== Document segment ==
+ + +
Sharisse Jackson (born August 31, 1976) is an American actress and singer, best known for playing Niecy Jackson on the UPN sitcom Moesha. She was crowned the winner of MTV reality show Celebrity Rap Superstar in 2007.

Early life
Jackson was born in Boston, Massachusetts. Her mother is of mixed African American and Puerto Rican descent.

Acting
Jackson played the titular character's best friend, Niecy Jackson, on the TV show Moesha. She has also appeared in  The Parkers, The Bernie Mac Show, and My So-Called Life as Crystal. She co-starred in the Nickelodeon movie Good Burger with Kel Mitchell and Kenan Thompson. Jackson was also featured on the ABC reality series The Ex-Wives Club  with Marla Maples and Angie Everhart. The show is aimed to support men and women who have recently gone through separation or divorce. In 2009, Jackson appeared in the film I Do... I Did!. She also appeared in the dance-oriented film Steppin: The Movie.

She also appeared on the seventh season of Celebrity Fit Club: Boot Camp, which premiered in February 2010.

Music career
Jackson was a member in the short-lived pop girl group Mpulz and was included on The Princess Diaries soundtrack. The group released only one single before disbanding in 2002.

Personal life
Jackson was engaged to Kevin Federline, with whom she has a daughter and a son. The couple separated shortly before their son's birth, instigated by Federline's relationship with pop singer Britney Spears. Jackson later commented that Federline's relationship with Spears "wasn't like just breaking up a relationship. It was like breaking up a family", but sustained an amicable relationship with Federline, complimenting his parenting. Through her daughter Cassalei and her partner Christopher Massey, she has a granddaughter.
+ + +
== Information supplied ==
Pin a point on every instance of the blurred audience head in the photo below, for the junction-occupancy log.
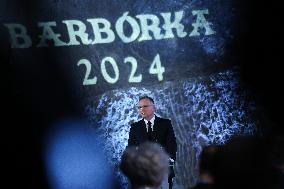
+ + +
== Work to complete ==
According to the biography of Sharisse Jackson, in which Nickelodeon movie did she co-star with Kel Mitchell and Kenan Thompson?

== Solution for this problem ==
Good Burger